■ PAGE EXCERPT
.....

Strange things, unbelievable errors

More than once I experienced hard-to-believe scenarios.

Single Bit SDRAM error

First engineering sample run consisted of 5 to 7 graphic cards. Only 1 card showed a single bit error during intense pattern tests of its 16 MByte SDRAM, consisting of 8 chips. Repeatable at a specific address + bit + pattern. After changing that very chip, the error was at a different location in same chip. Another faulty chip?

No! Looked at SDRAM clock with an oscilloscope. Using a standard probe (8 to 12 pF load), the error vanished! Using an active probe (0.6 pF but 100 kOhm), the error was still there. The clock looked good, well within spec, in timing relation to the other signals, too. Not fault visible. Nevertheless, clock waveform could be shaped to be better, more trapezoid, even less over- and undershoot.

Added a 10 to 33 ohm series termination resistor at clock source. Clock looked optimal now (using active probe), no more improvement possible. Error gone, never seen again.

The computing SDRAM

Inside 16 MByte SDRAM at a graphics card there appeared some bit errors during intense pattern tests. Investigation revealed that some bits made an AND or OR operation of 2 or more bits adjacent in memory array. These errors of these chips had not been detected by Chip Maker's test. Chip Maker improved its test pattern following my suggestion.

Number of errors in branded SDRAM

Year 1998 to 2000, SDRAM chip 4 to 16 MBit. My RAM test found in average 1 chip out of 10000 having 1 to 3 bit errors, even from best brands.

NE555 RC timer precision

I measured the active time of a monoflop consisting of CMOS version of NE555 timer + 2.2 uF 1206 X7R ceramic capacitor + resistor, set to a value in range 2 to 5 s, with sub-microsecond precision, more than 1 try per minute, for more than 30 minutes. This happened as by-product of verifying the reliable operation of a fix implemented that way.

All active times fell in the same 1 us range. Deviation during try was less than 1E-6 of interval time. I had expected to see fluctuations at least in single digit microsecond range.

Question what others tell you about their code

More than once I was told: The error you reported can not be in our code, because our code does not work that way. E.g. I have seen error in 1 of 4 cases of different input parameters, but was told that it is always the same code, so cannot behave differently.

No surprise to me that tracing down to the error and disassembling proved me right, and the code writers wrong, at the cost of some hours or days. There was different code for each of 4 cases, and 1 case had error.

.....

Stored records
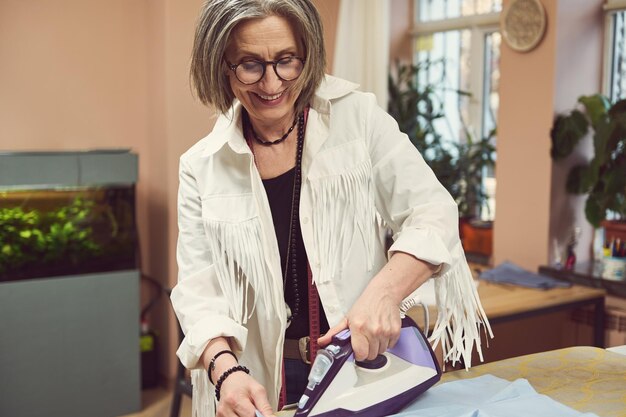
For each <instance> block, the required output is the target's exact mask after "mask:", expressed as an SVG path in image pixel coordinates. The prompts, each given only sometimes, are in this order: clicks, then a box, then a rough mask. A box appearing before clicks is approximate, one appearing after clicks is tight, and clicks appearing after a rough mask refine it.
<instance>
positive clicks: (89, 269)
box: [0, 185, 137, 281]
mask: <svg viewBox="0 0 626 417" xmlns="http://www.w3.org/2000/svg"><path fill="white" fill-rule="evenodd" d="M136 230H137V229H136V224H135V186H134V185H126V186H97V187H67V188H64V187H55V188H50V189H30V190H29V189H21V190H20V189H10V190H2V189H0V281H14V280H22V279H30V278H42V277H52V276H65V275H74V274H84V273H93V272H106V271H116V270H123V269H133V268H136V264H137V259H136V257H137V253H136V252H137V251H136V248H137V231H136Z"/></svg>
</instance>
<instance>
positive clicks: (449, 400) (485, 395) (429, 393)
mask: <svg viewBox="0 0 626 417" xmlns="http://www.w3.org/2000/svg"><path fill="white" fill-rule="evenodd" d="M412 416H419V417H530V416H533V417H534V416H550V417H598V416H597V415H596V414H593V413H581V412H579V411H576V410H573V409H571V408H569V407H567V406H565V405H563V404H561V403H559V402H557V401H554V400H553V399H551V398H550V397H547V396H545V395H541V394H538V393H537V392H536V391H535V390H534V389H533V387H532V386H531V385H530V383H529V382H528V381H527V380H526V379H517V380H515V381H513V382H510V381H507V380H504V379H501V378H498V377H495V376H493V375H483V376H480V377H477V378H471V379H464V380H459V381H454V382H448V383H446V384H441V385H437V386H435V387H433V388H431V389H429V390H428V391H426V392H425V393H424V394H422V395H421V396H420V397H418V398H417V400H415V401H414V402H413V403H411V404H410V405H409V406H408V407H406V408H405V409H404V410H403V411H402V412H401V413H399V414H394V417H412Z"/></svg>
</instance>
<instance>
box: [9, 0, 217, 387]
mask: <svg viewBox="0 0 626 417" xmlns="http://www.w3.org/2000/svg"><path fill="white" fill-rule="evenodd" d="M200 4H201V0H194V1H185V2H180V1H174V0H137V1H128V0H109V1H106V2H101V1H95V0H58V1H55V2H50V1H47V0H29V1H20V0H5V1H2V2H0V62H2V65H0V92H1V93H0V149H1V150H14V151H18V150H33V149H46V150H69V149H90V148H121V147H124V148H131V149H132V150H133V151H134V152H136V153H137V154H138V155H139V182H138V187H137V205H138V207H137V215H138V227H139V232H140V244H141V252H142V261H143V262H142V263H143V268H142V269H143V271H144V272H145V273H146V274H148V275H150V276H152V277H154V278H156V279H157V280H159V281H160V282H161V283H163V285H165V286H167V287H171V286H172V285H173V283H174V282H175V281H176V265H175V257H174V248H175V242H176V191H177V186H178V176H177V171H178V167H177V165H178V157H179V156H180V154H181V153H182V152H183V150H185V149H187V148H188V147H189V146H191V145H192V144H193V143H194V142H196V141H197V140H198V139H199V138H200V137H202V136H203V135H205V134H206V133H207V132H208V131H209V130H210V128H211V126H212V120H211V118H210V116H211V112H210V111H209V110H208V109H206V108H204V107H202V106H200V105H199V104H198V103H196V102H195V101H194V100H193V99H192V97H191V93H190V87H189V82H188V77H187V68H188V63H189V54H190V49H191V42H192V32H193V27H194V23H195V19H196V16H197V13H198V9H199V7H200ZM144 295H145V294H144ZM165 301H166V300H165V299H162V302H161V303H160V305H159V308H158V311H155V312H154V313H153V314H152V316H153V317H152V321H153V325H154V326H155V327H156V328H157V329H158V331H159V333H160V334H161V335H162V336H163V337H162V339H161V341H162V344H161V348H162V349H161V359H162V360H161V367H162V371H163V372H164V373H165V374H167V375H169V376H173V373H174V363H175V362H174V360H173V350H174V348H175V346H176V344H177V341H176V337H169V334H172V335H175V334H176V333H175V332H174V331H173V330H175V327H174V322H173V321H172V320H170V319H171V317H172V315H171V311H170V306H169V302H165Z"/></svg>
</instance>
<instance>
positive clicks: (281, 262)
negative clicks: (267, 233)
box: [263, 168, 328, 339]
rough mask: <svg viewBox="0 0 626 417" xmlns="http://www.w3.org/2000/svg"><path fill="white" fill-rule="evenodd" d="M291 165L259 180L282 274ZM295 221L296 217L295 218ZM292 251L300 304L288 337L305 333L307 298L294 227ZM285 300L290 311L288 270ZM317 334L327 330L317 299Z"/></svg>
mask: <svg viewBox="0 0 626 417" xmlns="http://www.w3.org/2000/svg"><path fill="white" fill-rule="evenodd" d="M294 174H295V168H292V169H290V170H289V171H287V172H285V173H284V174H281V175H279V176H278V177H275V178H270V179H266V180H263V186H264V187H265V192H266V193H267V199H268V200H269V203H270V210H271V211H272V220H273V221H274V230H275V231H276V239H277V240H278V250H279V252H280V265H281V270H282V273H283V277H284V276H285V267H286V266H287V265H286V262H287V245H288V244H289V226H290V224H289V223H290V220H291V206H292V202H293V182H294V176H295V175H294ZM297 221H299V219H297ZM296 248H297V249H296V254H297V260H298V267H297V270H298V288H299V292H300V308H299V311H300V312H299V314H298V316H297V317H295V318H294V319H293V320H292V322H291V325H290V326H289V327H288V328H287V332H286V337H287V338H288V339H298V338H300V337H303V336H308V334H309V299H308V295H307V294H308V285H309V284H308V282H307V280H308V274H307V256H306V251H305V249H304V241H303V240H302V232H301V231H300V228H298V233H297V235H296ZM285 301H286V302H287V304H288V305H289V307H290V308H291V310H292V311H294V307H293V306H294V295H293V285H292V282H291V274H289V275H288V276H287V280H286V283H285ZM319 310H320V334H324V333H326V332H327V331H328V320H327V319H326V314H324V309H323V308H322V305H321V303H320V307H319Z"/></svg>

.....

■ BRIEF
Extend the page of debugging anecdotes, starting right after its final sentence. The stored records were gathered from a separate source.

■ TASK RESPONSE
EPROM failure

In school, in 1988, a fellow consulted me because his self-made computer did not start up reliably. Recently he increased the voltage of +5V supply a little, to be within spec, to improve reliability. I had an idea, interviewed him. He did not want to believe, but confirmed next day.

EPROM are proof-read in many programming algorithm at elevated voltage, to see whether charge is sufficient to reliably read back a programmed 0. This guy had not programmed his 2764 EPROMs the right way, but too short. Now they worked at reduced voltage, but not within their full specified normal operating range. Longer EPROM program time solved the issue.

The same basic principle applies to old single level cell Flash. This may be used to bring back data of already heavily discharged Flash, which fails under normal conditions. Try read at slightly reduced voltage and check whether read data changes.

AOI passed, but does not work

A card passed Automatic Optical Inspection, but did not work in final test. A whole 32 bit wide SGRAM bank was missing said the test program. Manual optical inspection (bare eye) detected root cause: A 100 pin TQFP was offset (shifted) by 1 pin.

Seriously burned out

An unhappy customer appeared between 1990 and 1992 in the repair shop, presenting his Atari ST which suddenly stopped working. Interviewed, he believed there was smell of smoke for short time, and only a little. Opening the computer showed no special feature, but I disassembled even more and turned the PCB downside up.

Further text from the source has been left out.